• **EXCERPT PROVIDED**
┄┄┄┄┄┄
Datadog Unleashed!

Quickwit Go Stratospheric | Batch To The Future

Welcome to Edition #21 of the Newsletter!

The Road To OpenTelemetry

In the last edition of the newsletter, we covered David Cramer’s no holds barred takedown of the OpenTelemetry project. Whilst a few individuals in the community have echoed some of those sentiments, the consensus seems to be that oTel has won the day.

As things currently stand, almost every established vendor has now swung behind the project, and it is hard to think of any new entrants to the market that don’t support OpenTelemetry. For us, the question is no longer whether to adopt OpenTelemetry - it is now the standard. The discussion has moved on to how to implement it and how the technology will evolve. The road to oTel may not be paved with gold, but it is a better path than the maze which has gone before.

Observability In The Dock?
┄┄┄┄┄┄
• **RECORDED DATA**
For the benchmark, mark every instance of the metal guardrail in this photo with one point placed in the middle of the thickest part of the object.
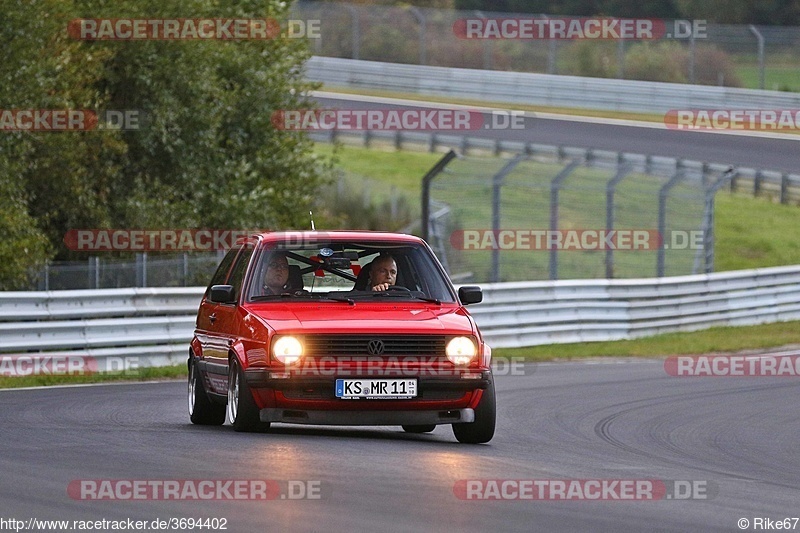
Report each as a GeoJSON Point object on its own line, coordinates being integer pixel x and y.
┄┄┄┄┄┄
• **REQUIREMENT**
Answer these questions about the newsletter excerpt:
1. What edition number does the newsletter welcome readers to?
2. Whose takedown of the OpenTelemetry project was covered in the previous edition?
3. What does the excerpt say almost every established vendor has done regarding the project?
Work only from the newsletter excerpt, not from the listing.

• **SOLUTION TO THIS EXERCISE**
1. Edition #21.
2. David Cramer's.
3. Almost every established vendor has swung behind the project.